• Location identification records:
-------
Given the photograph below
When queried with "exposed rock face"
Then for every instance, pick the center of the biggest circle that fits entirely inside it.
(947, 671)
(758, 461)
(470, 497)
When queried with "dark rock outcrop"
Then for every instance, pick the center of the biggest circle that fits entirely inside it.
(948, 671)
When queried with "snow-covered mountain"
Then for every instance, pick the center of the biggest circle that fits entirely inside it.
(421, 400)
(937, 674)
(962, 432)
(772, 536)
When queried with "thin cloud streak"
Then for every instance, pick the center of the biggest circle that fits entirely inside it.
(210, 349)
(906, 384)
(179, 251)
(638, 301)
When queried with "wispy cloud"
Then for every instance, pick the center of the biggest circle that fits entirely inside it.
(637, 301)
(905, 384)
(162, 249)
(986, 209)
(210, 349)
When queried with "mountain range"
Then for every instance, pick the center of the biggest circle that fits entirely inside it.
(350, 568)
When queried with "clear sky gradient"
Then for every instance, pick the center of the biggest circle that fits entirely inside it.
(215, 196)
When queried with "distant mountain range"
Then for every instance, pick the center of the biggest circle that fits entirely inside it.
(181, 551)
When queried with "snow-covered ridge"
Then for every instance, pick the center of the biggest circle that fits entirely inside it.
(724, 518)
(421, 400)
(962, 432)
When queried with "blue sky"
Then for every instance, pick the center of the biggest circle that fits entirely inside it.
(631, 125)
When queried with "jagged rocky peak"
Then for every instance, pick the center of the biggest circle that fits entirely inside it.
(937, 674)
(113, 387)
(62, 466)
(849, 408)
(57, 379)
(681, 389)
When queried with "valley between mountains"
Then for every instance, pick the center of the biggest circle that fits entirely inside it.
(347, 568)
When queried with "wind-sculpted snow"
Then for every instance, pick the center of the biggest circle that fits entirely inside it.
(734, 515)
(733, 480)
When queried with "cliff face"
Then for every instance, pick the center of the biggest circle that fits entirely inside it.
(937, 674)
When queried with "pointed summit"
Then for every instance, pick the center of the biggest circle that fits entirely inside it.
-------
• INSTRUCTION:
Pull out each line in the records above that contains the string "snow", and copy each one in full.

• WRITTEN REPLY:
When queried with "snow-covered mountain"
When queried with "snow-covered ridge"
When queried with "wind-sculpted snow"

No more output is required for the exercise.